Problem: Please format the material below as a Markdown table with the columns Row and Line, putting each nonblank line in its own row with its number and skipping blank lines.

Data items:
— Start —
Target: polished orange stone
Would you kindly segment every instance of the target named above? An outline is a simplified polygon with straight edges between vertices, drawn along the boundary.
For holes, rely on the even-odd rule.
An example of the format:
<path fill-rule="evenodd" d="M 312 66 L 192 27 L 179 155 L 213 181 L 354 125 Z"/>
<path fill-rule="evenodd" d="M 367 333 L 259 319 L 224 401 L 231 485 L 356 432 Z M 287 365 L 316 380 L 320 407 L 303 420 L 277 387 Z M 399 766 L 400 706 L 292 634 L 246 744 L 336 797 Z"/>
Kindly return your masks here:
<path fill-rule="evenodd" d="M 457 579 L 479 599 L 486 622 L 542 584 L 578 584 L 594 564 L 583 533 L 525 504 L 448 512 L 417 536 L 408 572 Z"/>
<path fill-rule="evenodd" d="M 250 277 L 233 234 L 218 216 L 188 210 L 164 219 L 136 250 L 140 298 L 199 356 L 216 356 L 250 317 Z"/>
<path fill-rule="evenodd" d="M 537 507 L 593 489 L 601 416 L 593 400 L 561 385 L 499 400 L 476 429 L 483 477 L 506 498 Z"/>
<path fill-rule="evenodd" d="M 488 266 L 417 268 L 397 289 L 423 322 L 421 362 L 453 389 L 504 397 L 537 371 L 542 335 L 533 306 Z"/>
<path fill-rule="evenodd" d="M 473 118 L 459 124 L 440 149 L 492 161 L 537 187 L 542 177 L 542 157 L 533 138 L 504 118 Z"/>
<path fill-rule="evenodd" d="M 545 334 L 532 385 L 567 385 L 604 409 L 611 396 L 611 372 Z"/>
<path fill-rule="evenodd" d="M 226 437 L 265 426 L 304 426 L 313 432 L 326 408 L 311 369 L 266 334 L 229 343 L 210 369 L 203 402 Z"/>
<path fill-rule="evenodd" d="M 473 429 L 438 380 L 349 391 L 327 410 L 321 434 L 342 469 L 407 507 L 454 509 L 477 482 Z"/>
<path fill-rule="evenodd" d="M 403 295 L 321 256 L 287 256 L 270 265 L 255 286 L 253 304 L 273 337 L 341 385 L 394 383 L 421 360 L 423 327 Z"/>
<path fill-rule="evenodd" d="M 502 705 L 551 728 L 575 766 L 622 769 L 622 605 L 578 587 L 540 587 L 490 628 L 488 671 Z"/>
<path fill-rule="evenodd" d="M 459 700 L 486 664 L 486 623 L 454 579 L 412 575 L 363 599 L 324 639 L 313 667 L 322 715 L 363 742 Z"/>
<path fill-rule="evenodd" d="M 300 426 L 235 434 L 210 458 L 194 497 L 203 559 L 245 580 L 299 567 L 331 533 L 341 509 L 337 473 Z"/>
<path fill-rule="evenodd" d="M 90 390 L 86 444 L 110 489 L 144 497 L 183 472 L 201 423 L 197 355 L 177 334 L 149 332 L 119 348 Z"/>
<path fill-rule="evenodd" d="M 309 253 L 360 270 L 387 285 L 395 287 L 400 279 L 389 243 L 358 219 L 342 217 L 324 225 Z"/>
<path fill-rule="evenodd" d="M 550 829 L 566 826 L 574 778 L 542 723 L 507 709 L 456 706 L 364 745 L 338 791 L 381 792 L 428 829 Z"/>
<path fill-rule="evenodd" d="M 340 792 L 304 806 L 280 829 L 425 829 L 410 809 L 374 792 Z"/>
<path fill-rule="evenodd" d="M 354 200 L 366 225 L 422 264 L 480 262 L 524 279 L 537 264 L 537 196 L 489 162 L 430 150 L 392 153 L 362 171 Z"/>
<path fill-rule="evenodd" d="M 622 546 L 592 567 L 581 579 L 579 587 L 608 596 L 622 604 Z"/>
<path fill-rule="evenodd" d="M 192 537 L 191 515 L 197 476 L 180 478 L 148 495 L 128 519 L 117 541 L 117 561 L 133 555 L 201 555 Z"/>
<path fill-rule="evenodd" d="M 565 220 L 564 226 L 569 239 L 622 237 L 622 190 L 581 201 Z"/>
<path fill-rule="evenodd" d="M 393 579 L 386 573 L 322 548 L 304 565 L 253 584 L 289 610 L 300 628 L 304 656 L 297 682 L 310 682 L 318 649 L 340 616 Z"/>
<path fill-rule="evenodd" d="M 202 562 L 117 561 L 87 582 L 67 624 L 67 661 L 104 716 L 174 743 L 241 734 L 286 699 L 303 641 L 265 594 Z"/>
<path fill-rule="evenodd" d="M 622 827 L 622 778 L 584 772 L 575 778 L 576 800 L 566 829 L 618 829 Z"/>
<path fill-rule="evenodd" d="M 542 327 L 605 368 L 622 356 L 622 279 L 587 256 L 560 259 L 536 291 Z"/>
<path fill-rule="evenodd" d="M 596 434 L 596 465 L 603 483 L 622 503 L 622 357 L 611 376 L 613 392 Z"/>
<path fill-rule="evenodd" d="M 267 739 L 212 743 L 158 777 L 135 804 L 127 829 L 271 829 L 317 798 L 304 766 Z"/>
— End —
Exercise solution:
| Row | Line |
|---|---|
| 1 | Target: polished orange stone |
| 2 | Would you kindly segment every instance of the target named above? An outline is a simplified polygon with straight edges between vertices, drawn along the boundary. |
| 3 | For holes, rely on the even-odd rule. |
| 4 | An example of the format: |
| 5 | <path fill-rule="evenodd" d="M 312 66 L 192 27 L 179 155 L 213 181 L 354 125 Z"/> |
| 6 | <path fill-rule="evenodd" d="M 367 333 L 259 319 L 224 401 L 231 485 L 356 432 Z M 287 365 L 316 380 L 320 407 L 303 420 L 277 387 Z M 399 766 L 400 706 L 292 634 L 246 744 L 336 797 Z"/> |
| 7 | Kindly return your masks here: |
| 8 | <path fill-rule="evenodd" d="M 457 579 L 479 599 L 486 622 L 542 584 L 578 584 L 594 564 L 583 533 L 525 504 L 448 512 L 417 536 L 408 572 Z"/> |
| 9 | <path fill-rule="evenodd" d="M 250 277 L 233 234 L 218 216 L 188 210 L 164 219 L 136 250 L 140 298 L 199 356 L 216 356 L 250 317 Z"/> |
| 10 | <path fill-rule="evenodd" d="M 537 507 L 593 489 L 601 416 L 593 400 L 561 385 L 499 400 L 476 429 L 483 477 L 506 498 Z"/> |
| 11 | <path fill-rule="evenodd" d="M 488 266 L 417 268 L 397 289 L 423 322 L 421 362 L 453 389 L 504 397 L 537 371 L 542 335 L 533 306 Z"/> |
| 12 | <path fill-rule="evenodd" d="M 473 118 L 459 124 L 440 149 L 492 161 L 537 187 L 542 177 L 542 157 L 533 138 L 504 118 Z"/> |
| 13 | <path fill-rule="evenodd" d="M 545 334 L 532 385 L 567 385 L 604 409 L 611 396 L 611 372 Z"/> |
| 14 | <path fill-rule="evenodd" d="M 226 437 L 265 426 L 304 426 L 313 432 L 326 408 L 311 369 L 266 334 L 229 343 L 210 369 L 203 402 Z"/> |
| 15 | <path fill-rule="evenodd" d="M 473 429 L 438 380 L 349 391 L 327 410 L 321 434 L 342 469 L 407 507 L 454 509 L 477 482 Z"/> |
| 16 | <path fill-rule="evenodd" d="M 403 295 L 321 256 L 287 256 L 270 265 L 255 286 L 253 304 L 273 337 L 341 385 L 394 383 L 421 360 L 423 327 Z"/> |
| 17 | <path fill-rule="evenodd" d="M 502 705 L 551 728 L 575 766 L 622 769 L 622 605 L 578 587 L 540 587 L 490 628 L 488 671 Z"/> |
| 18 | <path fill-rule="evenodd" d="M 459 700 L 486 664 L 486 623 L 454 579 L 412 575 L 363 599 L 324 639 L 313 667 L 322 715 L 363 742 Z"/> |
| 19 | <path fill-rule="evenodd" d="M 300 426 L 235 434 L 210 458 L 194 497 L 203 559 L 245 580 L 299 567 L 331 533 L 341 509 L 337 473 Z"/> |
| 20 | <path fill-rule="evenodd" d="M 90 390 L 86 444 L 110 489 L 144 497 L 183 472 L 201 423 L 197 355 L 177 334 L 149 332 L 119 348 Z"/> |
| 21 | <path fill-rule="evenodd" d="M 309 253 L 360 270 L 387 285 L 395 287 L 400 279 L 389 243 L 358 219 L 342 217 L 324 225 Z"/> |
| 22 | <path fill-rule="evenodd" d="M 550 829 L 566 826 L 574 778 L 542 723 L 507 709 L 456 706 L 364 745 L 338 791 L 381 792 L 428 829 Z"/> |
| 23 | <path fill-rule="evenodd" d="M 340 792 L 304 806 L 280 829 L 425 829 L 410 809 L 374 792 Z"/> |
| 24 | <path fill-rule="evenodd" d="M 354 200 L 366 225 L 422 264 L 480 262 L 524 279 L 537 264 L 537 196 L 489 162 L 430 150 L 392 153 L 362 171 Z"/> |
| 25 | <path fill-rule="evenodd" d="M 622 546 L 592 567 L 581 579 L 579 587 L 608 596 L 622 604 Z"/> |
| 26 | <path fill-rule="evenodd" d="M 192 537 L 191 515 L 197 476 L 180 478 L 148 495 L 128 519 L 117 541 L 117 561 L 133 555 L 201 555 Z"/> |
| 27 | <path fill-rule="evenodd" d="M 565 220 L 564 226 L 569 239 L 622 237 L 622 190 L 581 201 Z"/> |
| 28 | <path fill-rule="evenodd" d="M 393 579 L 386 573 L 322 548 L 304 565 L 253 584 L 289 610 L 300 628 L 304 656 L 297 682 L 310 682 L 318 649 L 340 616 Z"/> |
| 29 | <path fill-rule="evenodd" d="M 202 562 L 117 561 L 87 582 L 67 624 L 67 661 L 104 716 L 174 743 L 241 734 L 286 699 L 303 641 L 265 594 Z"/> |
| 30 | <path fill-rule="evenodd" d="M 622 827 L 622 778 L 584 772 L 575 778 L 576 800 L 566 829 L 618 829 Z"/> |
| 31 | <path fill-rule="evenodd" d="M 542 327 L 605 368 L 622 356 L 622 279 L 587 256 L 560 259 L 536 291 Z"/> |
| 32 | <path fill-rule="evenodd" d="M 596 434 L 596 465 L 603 483 L 622 503 L 622 357 L 611 376 L 613 392 Z"/> |
| 33 | <path fill-rule="evenodd" d="M 267 739 L 212 743 L 158 777 L 135 804 L 127 829 L 271 829 L 317 798 L 304 766 Z"/> |